**Task instructions**
Only one number is wanted here: how many lines of the data hold "pocket".
Record extracts below:
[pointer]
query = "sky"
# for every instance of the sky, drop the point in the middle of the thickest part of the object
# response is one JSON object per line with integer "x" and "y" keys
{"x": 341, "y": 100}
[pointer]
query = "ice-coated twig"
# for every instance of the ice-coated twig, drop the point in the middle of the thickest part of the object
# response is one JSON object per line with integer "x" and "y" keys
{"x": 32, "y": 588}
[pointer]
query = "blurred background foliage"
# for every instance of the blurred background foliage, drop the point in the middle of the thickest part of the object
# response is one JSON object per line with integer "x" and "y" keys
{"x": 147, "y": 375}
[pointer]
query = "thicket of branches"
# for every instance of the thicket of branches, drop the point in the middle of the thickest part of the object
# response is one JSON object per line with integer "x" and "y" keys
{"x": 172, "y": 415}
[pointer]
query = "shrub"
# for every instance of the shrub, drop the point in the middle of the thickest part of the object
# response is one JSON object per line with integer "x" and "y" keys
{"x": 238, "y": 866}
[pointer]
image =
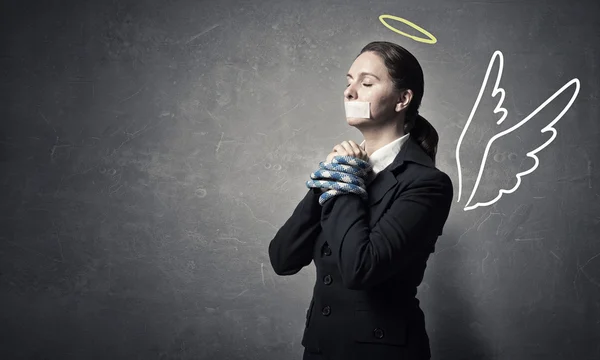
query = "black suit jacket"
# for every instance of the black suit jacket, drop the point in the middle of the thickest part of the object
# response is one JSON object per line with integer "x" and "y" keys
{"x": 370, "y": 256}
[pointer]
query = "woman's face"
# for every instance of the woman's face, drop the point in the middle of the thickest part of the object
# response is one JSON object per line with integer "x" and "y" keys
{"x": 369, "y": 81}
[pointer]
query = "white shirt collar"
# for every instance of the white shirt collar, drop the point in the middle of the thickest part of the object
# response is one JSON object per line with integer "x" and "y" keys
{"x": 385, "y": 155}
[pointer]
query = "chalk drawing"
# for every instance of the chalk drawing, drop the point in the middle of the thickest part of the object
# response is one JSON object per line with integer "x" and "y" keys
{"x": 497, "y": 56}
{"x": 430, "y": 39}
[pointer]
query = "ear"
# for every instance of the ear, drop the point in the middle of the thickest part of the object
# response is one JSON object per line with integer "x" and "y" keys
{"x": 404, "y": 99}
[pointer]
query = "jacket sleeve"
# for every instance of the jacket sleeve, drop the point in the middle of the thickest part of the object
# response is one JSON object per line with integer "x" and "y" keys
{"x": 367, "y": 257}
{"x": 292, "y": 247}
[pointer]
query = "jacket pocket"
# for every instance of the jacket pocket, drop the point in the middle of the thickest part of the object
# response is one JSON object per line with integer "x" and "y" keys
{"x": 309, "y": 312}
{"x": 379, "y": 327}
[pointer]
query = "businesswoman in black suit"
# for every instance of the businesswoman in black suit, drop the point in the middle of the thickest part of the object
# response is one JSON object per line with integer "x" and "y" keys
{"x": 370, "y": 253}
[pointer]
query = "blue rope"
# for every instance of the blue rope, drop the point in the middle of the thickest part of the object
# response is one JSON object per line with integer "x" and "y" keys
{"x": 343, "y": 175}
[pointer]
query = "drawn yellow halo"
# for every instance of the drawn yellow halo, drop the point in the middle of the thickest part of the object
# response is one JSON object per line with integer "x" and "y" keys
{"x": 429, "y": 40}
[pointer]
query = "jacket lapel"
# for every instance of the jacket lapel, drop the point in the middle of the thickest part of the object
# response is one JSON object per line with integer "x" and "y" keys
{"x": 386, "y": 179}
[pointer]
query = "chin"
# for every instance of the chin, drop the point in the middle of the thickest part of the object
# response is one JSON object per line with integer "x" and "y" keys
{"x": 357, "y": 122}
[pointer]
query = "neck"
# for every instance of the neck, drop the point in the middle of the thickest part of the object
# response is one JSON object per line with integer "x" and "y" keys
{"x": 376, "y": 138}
End of Record extracts.
Record extracts below:
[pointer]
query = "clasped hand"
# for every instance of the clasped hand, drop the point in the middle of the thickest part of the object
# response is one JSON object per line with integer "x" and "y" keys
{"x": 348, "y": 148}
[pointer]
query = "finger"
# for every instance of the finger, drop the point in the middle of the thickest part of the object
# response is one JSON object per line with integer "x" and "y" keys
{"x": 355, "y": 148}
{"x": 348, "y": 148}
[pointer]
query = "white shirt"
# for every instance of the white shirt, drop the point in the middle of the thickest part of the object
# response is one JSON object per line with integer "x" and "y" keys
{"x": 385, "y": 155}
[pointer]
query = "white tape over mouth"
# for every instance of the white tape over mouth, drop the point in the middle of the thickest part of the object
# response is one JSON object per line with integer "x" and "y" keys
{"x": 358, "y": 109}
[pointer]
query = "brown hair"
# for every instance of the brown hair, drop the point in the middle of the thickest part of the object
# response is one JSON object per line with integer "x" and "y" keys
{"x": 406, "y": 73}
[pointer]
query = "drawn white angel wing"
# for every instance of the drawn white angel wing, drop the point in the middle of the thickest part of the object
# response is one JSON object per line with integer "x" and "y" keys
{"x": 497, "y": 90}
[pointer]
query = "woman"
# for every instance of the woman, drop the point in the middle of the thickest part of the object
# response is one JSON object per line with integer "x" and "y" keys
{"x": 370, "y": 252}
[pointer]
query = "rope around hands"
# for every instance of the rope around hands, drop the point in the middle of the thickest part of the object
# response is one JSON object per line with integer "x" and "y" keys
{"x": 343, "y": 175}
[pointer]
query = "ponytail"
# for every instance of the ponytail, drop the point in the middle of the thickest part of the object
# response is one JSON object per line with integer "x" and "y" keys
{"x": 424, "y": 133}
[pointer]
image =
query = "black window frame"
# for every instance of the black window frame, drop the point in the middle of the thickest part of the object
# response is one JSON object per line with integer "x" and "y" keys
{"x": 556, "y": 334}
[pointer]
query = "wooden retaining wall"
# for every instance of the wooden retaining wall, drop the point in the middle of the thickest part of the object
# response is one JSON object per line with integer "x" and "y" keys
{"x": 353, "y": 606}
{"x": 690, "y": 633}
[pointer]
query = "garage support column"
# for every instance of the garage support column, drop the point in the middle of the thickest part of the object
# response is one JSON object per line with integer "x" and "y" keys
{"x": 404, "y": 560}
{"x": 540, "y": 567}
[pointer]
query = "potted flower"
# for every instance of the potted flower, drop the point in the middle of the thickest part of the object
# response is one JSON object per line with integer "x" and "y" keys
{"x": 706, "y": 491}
End of Record extracts.
**Finished task**
2